## DOCUMENT SECTION
My taxi driver from the airport asks what brings me to Sarajevo. He is surprised a female travelling alone would come all the way from Australia to Bosnia. On the way into town, he proudly points out buildings, new shopping malls, bombed out remains. A new apartment high rise which he informs me no one can afford to move into. “Look, you look. I drive” he insists constantly after excitedly showing me another landmark.

I give him a $US5.00 tip which he is extremely thankful for. I am thankful for his insight and friendliness. During my short time in Sarajevo I notice he is not the only one who welcomes tourists to their homeland after the end of the Bosnian War 17 years ago.

The scars still remain on the majority of buildings with bullet holes and mortar damage roughly patched up with bricks. There has been limited and selective reconstruction done. Like the infamous Parliament building and twin office towers which were bombed out symbols seen worldwide on our television screens during the Sarajevo siege.

I found this damage characteristically interesting and a heavy reminder of the relatively recent dark past of Sarajevo.

Sarajevo spreads out in the valley between good sized mountains with numerous houses perched above. I ask a local if those houses with a view are expensive and told “not really”. No one has a lot of money in Sarajevo as people struggle on after the war.

It is not uncommon to see women on the street selling their meagre possessions like clothing or household goods. They seem desperate as they push an ugly striped cardigan in your face. There are the usual barefooted beggars on the street but not too many. I imagine in summer there would be an overabundance.

Sarajevo old town street

One thing you notice fairly quickly is that Bosnians love to smoke. Everywhere is a smoking zone and therefore not uncommon to walk around a supermarket and see someone pushing a trolley with a cigarette in hand. Old women who look like they are almost dead puffing away. Smoking while eating in restaurants like the old days where I come from.

Easy to walk around, Sarajevo has a character all of its own. The small old town (Bascarsija) with Catholic and Christian Churches next to Mosques.
There is a large Turkish influence and excellent eating choices such as Cevapcici, Boreks and Pijeskavica. The first Bosnian McDonalds was open mid 2010 and popular with the younger crowd, why would anyone want to eat there when such great local food available?

## WHAT THIS EXERCISE ASKS
(1) Can you transcribe the Sarajevo travel piece between "Sarajevo spreads out" and "after the war.", inclusive?
(2) Using the Sarajevo travel piece, what are the answers to these questions?
(a) How much did the writer tip the taxi driver?
(b) How many years before the writer's visit did the Bosnian War end?
(c) When did the first Bosnian McDonald's open?

## DATA PROVIDED
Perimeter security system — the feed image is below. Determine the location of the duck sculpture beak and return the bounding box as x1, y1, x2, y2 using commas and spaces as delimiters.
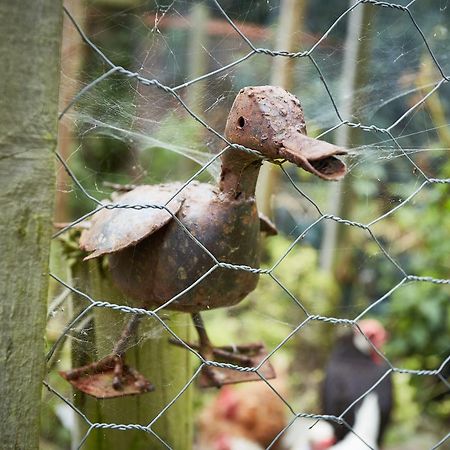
225, 86, 347, 180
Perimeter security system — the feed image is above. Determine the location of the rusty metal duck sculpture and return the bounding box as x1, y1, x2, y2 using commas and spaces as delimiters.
62, 86, 346, 398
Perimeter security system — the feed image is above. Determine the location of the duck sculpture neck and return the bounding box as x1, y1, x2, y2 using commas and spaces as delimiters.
219, 148, 262, 200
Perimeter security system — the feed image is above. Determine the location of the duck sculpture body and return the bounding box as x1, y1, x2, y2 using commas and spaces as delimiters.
63, 86, 346, 397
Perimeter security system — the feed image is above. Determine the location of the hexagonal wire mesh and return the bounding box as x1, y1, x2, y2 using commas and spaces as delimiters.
44, 0, 450, 448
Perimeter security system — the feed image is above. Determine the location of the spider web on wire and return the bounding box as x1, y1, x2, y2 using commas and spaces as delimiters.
44, 0, 450, 448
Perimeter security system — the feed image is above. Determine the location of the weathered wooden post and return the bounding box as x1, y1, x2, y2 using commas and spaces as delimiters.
65, 255, 194, 450
0, 0, 62, 449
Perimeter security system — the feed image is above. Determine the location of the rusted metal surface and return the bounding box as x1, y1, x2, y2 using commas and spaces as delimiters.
63, 86, 346, 398
59, 356, 155, 399
80, 184, 184, 259
199, 343, 276, 388
225, 86, 347, 180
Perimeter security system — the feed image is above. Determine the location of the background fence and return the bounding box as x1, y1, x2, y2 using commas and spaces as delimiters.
40, 0, 450, 449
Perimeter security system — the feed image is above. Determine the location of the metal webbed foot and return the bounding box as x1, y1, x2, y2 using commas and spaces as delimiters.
170, 339, 276, 388
59, 355, 155, 399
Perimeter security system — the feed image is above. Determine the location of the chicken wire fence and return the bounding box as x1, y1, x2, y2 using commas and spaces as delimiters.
44, 0, 450, 449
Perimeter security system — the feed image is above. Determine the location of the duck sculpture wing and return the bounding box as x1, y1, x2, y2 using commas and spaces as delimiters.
80, 183, 185, 260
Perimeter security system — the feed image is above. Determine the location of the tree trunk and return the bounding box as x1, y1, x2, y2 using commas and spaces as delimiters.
256, 0, 306, 217
0, 0, 62, 450
320, 0, 374, 271
186, 2, 209, 115
54, 0, 85, 222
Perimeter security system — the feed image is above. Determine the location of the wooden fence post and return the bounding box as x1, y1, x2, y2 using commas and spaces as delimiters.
72, 260, 194, 450
0, 0, 62, 450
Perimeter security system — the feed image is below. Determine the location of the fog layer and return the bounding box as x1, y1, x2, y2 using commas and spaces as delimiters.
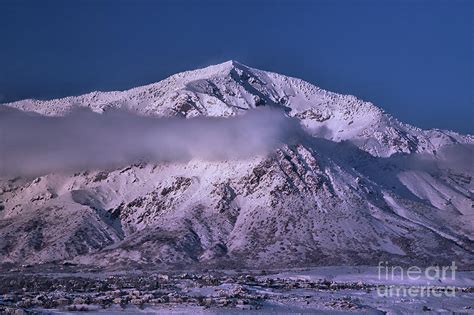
0, 108, 303, 176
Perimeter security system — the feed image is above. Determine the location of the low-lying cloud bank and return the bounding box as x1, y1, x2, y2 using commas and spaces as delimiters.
0, 107, 304, 176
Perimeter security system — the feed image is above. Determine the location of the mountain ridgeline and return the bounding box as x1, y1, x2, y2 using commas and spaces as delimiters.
0, 61, 474, 269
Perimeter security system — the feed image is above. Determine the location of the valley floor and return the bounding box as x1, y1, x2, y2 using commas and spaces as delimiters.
0, 266, 474, 314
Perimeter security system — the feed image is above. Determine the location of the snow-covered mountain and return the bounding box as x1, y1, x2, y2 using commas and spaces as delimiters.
0, 61, 474, 268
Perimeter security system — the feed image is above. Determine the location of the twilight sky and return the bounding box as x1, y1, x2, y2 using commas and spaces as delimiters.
0, 0, 474, 134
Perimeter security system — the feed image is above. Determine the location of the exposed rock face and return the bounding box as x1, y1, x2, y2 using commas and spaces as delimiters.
0, 62, 474, 268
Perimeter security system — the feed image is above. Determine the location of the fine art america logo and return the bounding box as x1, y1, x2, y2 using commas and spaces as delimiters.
377, 261, 458, 297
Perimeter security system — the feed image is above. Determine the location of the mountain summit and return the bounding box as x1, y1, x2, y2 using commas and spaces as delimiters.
0, 61, 474, 268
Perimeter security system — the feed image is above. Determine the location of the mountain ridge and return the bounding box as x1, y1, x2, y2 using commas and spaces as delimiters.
0, 61, 474, 269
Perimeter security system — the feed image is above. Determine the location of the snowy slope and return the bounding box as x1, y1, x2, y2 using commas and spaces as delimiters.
0, 61, 474, 268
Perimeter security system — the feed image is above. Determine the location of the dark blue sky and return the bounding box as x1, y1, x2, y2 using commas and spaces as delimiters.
0, 0, 474, 133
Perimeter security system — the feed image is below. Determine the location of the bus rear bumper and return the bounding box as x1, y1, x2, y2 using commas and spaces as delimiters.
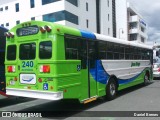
6, 88, 63, 100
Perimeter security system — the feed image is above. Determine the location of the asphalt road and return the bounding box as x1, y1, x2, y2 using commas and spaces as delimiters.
0, 80, 160, 120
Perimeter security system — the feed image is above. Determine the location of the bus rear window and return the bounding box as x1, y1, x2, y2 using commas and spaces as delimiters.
39, 41, 52, 59
19, 43, 36, 60
7, 45, 16, 60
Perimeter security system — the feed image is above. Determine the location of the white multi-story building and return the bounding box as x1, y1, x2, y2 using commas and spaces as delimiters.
0, 0, 146, 42
0, 0, 115, 36
127, 3, 147, 43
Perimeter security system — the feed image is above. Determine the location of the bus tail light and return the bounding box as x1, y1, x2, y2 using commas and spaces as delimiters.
7, 66, 16, 72
44, 25, 52, 32
9, 32, 14, 38
40, 65, 50, 73
39, 27, 46, 33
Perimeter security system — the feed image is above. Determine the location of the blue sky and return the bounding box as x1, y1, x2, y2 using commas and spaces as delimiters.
128, 0, 160, 45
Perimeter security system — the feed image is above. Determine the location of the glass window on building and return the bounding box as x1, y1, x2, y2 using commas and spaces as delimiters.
43, 10, 78, 25
0, 8, 3, 11
66, 0, 78, 7
15, 3, 19, 12
5, 6, 8, 10
30, 0, 35, 8
86, 2, 88, 11
31, 17, 35, 20
42, 0, 60, 5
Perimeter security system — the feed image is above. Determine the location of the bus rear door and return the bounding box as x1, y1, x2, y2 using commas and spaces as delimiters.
18, 41, 37, 87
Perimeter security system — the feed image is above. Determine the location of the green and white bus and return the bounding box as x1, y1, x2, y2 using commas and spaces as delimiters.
5, 21, 153, 103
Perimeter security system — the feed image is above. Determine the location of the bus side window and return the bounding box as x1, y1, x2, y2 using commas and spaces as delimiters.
79, 39, 87, 69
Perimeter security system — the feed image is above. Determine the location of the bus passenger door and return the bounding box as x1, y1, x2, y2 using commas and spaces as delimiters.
87, 40, 97, 98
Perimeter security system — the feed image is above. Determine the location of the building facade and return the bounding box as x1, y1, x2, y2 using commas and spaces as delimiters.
0, 0, 115, 36
0, 0, 146, 42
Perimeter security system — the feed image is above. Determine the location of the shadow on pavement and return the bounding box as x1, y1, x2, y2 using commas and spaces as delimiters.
19, 82, 153, 119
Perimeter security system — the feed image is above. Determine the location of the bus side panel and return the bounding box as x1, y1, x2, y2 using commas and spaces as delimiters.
55, 61, 81, 99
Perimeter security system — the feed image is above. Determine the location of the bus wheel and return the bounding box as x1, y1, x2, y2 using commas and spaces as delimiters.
106, 79, 117, 100
144, 73, 149, 85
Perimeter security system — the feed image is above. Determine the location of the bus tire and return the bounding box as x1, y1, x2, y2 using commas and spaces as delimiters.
106, 78, 117, 100
144, 73, 149, 85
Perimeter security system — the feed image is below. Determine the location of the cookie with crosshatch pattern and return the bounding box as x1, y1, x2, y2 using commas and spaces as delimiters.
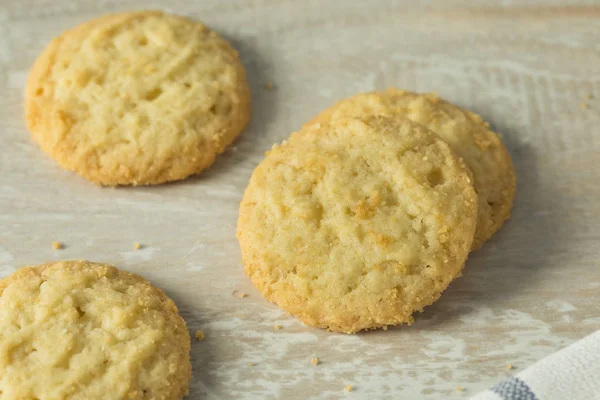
237, 117, 477, 333
0, 261, 192, 400
309, 89, 516, 250
25, 11, 250, 186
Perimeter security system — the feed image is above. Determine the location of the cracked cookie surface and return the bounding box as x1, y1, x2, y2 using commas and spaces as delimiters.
25, 11, 250, 186
237, 117, 477, 333
311, 89, 516, 250
0, 261, 191, 400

## RESPONSES TO THE EXERCISE
(1)
Sarajevo spreads out in the valley between good sized mountains with numerous houses perched above. I ask a local if those houses with a view are expensive and told “not really”. No one has a lot of money in Sarajevo as people struggle on after the war.

(2)
(a) $US5.00
(b) 17 years
(c) Mid 2010